### Source
___
La CAQ est embourbée depuis deux semaines dans une controverse sur ses méthodes de collectes de fonds et la participation de ministres à des activités de financement. (Photo: La Presse Canadienne)
Québec — Forcé de défendre ses méthodes controversées de collectes de fonds, François Legault a annoncé jeudi que la Coalition avenir Québec (CAQ) renoncera à recevoir des dons privés et demande aux autres partis de faire de même.
Tous les partis d’opposition ont rapidement fait savoir qu’ils refusaient l’offre caquiste en la qualifiant de «geste de panique» ou de «diversion», les libéraux allant même jusqu’à affirmer que les caquistes ont contrevenu à la loi électorale. La formation de M. Legault serait favorisée puisqu’elle touche déjà de l’État un financement plus élevé, calculé en fonction du nombre de votes reçus.
La CAQ est embourbée depuis deux semaines dans une controverse impliquant l’accès à des ministres lors d’activités de financement, à la suite de révélations de La Presse Canadienne.
«On en a discuté longuement en caucus hier (mercredi soir), il y a des députés qui n’ont pas trouvé drôle ce qu’ils ont vécu dans les derniers jours», a admis M. Legault en mêlée de presse à l’Assemblée nationale.
Coïncidence, la même journée, la commissaire à l’éthique de l’Assemblée nationale, Ariane Mignolet, a invité les députés à la consulter concernant les situations de conflit d’intérêts et d’apparence de conflit d’intérêts.
Dans des messages obtenus par La Presse Canadienne, des élus caquistes ont invité des maires à des cocktails en laissant miroiter une rencontre avec des ministres en échange d’une contribution de 100$ à la caisse du parti. La commissaire à l’éthique enquête actuellement sur deux élus de la CAQ.
On a appris également que près de la moitié des maires ont contribué à la cagnotte de la CAQ depuis les élections municipales de 2021, pour presque 100 000$ au total. La loi électorale prévoit que chaque citoyen peut verser 100$ à une formation politique, mais il ne peut le faire pour obtenir une contrepartie.
«Ils (les caquistes) ne sont pas capables de respecter la loi», a lancé le chef intérimaire libéral, Marc Tanguay, à la période de questions.
Le premier ministre a dit qu’il ne pouvait accepter que son intégrité soit remise en question.
«Il y a une question de perception, il y a des doutes» sur le financement des partis, a-t-il déclaré pour justifier sa décision de renoncer aux dons des citoyens.
«Il peut y avoir des apparences qu’un parti politique qui reçoit des dons privés se sent obligé d’écouter davantage ces personnes.»
Le ministre responsable des Institutions démocratiques, Jean-François Roberge, entrera en contact avec les autres partis pour «trouver des solutions à ce problème qui est mauvais pour toute la classe politique», a expliqué M. Legault.
___
### Section des données
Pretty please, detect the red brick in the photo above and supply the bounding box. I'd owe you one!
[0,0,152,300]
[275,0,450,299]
___
### Problème à résoudre
D'après la source, quel montant la loi électorale permet-elle à chaque citoyen de verser à une formation politique ?

### Résultat obtenu
100 $.